------ Texte à lire ------

Vendredi 31 Janvier 2014 à 20h30
Cinéma Mercury – 16 place Garibaldi – Nice
Film de Yasujirô Ozu – Japon – 1932 – 1h29 – noir et blanc, muet, vostf
La famille Yoshi déménage d’Azabu pour s’installer dans la banlieue de Tokyo où le père a trouvé un nouvel emploi. Ryoichi (dix ans) et Keiji (huit ans) font l’école buissonnière et se lient avec Taro, le fils du patron de leur père. Premier sermon du père, le soir, pour qui « ce n’est pas ainsi qu’on devient des hommes importants ». Ce petit employé, soucieux des apparences, ne souhaite rien tant que de voir ses fils occuper une situation élevée. Mais ceux-ci sont d’une autre trempe et lorsqu’ils découvrent dans un film amateur que leur père, pour complaire à son patron, ne cesse de faire le pitre devant la caméra, ils quittent la séance furieux. De retour à la maison, ils apostrophent violemment celui-ci et décident, raidis dans leur dignité, qu’ils ne mangeront plus rien, si c’est à ces pitreries qu’ils doivent leur nourriture. Suite aux vaines tentatives de la mère, Yoshi réussit à leur faire entendre raison. Réconciliés, ils se retrouvent pour le repas familial. Les enfants admettent la déférence de leur père envers son patron et scellent leur amitié avec Taro, le fils de ce dernier.

------ Matériel ------

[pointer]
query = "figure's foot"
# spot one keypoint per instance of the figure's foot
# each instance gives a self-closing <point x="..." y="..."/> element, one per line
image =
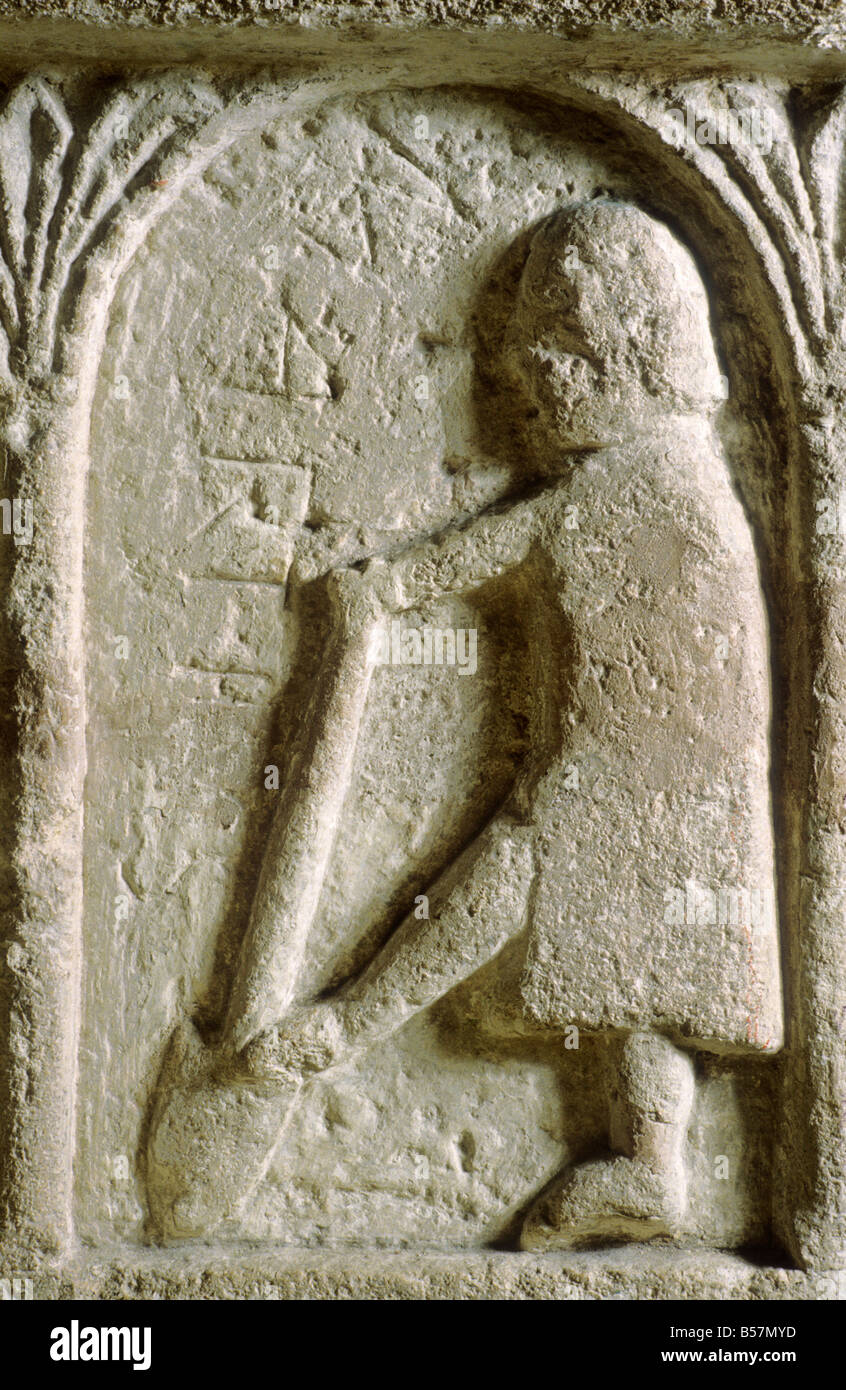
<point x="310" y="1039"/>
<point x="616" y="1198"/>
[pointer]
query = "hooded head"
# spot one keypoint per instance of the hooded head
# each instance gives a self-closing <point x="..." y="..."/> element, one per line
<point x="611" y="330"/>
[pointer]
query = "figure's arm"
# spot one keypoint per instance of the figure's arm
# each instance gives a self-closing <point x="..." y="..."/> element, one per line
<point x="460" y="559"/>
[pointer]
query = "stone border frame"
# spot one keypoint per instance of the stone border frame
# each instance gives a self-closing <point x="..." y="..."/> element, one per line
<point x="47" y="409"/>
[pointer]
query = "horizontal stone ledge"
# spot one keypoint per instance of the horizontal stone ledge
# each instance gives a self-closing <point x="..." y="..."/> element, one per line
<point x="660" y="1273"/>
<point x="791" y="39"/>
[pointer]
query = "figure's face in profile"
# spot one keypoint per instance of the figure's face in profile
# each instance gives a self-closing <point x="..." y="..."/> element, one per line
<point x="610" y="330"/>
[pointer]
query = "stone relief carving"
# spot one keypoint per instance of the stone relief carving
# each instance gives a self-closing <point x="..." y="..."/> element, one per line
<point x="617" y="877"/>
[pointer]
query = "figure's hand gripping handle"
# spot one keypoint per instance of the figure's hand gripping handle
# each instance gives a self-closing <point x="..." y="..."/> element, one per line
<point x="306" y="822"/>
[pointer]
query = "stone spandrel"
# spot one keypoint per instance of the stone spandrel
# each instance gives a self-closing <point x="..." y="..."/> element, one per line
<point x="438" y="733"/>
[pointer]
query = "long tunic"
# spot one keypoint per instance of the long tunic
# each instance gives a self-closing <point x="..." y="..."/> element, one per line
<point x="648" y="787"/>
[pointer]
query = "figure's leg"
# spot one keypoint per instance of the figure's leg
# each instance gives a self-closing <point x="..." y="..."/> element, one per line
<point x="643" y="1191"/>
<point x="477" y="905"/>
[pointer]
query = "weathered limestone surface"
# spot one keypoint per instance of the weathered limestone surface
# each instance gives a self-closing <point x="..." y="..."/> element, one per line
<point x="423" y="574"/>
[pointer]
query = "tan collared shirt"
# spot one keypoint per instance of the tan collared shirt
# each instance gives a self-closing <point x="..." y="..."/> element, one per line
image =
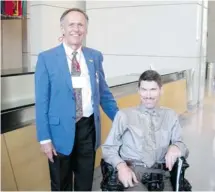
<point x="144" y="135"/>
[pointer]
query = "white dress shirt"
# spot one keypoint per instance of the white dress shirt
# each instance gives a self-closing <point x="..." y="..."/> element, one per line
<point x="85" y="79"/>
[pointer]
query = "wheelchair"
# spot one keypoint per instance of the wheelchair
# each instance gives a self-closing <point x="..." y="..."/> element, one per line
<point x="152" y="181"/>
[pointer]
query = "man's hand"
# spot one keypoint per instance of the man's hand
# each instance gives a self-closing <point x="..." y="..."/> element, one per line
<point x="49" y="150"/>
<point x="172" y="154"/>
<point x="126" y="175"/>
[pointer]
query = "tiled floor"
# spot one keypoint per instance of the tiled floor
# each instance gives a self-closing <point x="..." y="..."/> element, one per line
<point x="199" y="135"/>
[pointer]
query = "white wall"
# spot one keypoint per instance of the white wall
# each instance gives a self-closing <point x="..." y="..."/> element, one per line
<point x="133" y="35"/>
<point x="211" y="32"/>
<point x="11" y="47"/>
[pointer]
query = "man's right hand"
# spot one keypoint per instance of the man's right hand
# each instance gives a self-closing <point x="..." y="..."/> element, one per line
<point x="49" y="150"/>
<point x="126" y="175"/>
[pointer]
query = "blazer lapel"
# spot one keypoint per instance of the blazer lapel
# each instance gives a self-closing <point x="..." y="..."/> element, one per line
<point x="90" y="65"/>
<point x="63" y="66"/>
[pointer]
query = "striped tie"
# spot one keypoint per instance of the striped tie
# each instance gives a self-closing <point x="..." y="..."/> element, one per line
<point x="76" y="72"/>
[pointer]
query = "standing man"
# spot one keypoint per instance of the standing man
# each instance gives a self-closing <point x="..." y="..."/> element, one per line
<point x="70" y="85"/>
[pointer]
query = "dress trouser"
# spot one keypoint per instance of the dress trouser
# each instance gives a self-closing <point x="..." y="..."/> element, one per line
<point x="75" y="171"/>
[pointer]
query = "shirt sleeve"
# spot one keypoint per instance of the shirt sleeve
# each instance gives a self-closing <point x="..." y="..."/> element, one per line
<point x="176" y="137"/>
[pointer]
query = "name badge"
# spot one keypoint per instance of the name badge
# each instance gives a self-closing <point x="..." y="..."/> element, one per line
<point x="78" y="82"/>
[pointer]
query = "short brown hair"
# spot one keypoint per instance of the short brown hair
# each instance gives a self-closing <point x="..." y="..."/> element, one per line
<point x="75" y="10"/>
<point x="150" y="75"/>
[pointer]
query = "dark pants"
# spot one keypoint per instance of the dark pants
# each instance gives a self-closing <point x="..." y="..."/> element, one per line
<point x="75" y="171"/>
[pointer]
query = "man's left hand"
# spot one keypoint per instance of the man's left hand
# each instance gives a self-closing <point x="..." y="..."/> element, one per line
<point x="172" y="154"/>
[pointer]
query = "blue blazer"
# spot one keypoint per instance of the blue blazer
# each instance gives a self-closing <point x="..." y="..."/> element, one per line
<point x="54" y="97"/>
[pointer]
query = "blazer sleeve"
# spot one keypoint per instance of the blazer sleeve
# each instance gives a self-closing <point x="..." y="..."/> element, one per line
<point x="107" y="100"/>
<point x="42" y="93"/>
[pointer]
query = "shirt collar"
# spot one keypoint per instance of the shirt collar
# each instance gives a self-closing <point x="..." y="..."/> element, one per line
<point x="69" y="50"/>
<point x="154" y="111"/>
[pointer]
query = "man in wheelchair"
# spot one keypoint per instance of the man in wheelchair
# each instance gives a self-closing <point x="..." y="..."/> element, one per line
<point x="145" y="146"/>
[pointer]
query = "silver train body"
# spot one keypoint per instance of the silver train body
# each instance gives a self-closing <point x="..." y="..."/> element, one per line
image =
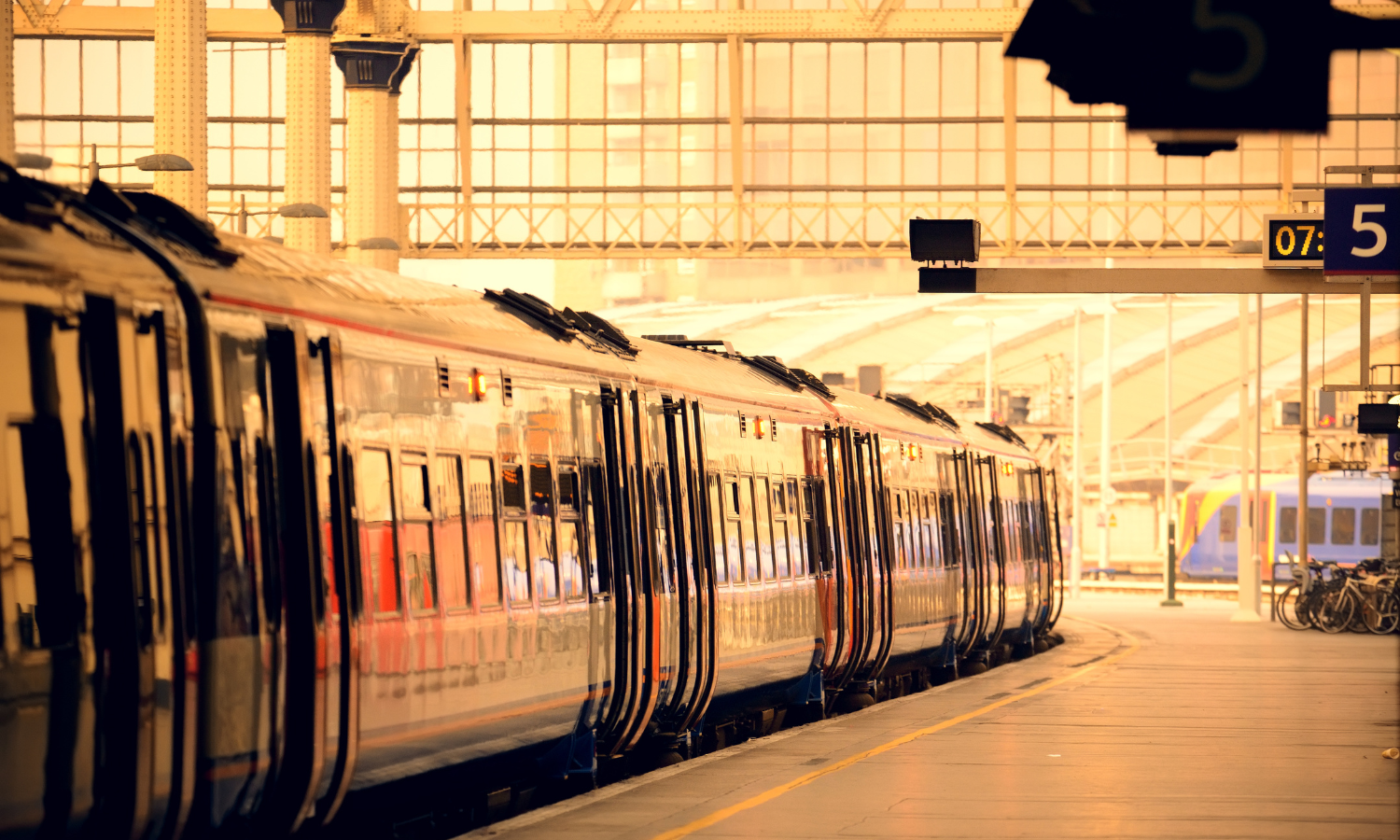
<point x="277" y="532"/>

------

Consignes:
[1] Relevez tous les prénoms d'enfants qui figurent dans le texte sur le film d'Ozu.
[2] Prolongez le texte sur le film d'Ozu après sa dernière phrase.

Réponses:
[1] Ryoichi, Keiji, Taro

[2]
Notre critique
Par Josiane Scoleri
Gosses de Tokyo est un film qui cache bien son jeu. Une lecture un peu rapide nous amènerait à croire que nous sommes face à une sorte de version nippone de La guerre des boutons : gosses gouailleurs qui sèchent l’école, bandes rivales, petit caïd en herbe, etc… Et effectivement pendant près d’une heure, nous sommes confrontés à de multiples scènes de classe ou de jeux d’enfants, régulièrement ponctuées de scènes familiales dans la plus pure tradition du cinéma japonais. Femme soumise et respectueuse, éternellement affairée aux tâches domestiques, Mari totalement accaparé par son travail d’employé, dévoué corps et âme, jusqu’à la flagornerie, à un patron omnipotent. Toute cette petite mosaïque s’assemble méthodiquement, petite touche par petite touche. Puis, sans crier gare, en une seule scène, liée qui plus est au pouvoir de révélation du cinéma, tout bascule et le film se transforme en un brûlot qui taille en pièces les fondamentaux de la société japonaise : soumission, acceptation de la hiérarchie et de l’ordre établi, adhésion au système, abdication de l’individualité, etc…. C’est une sorte de déflagration qui s’opère sous nos yeux et à laquelle pourtant on a du mal à croire, tant elle est tout à la fois violente et inattendue.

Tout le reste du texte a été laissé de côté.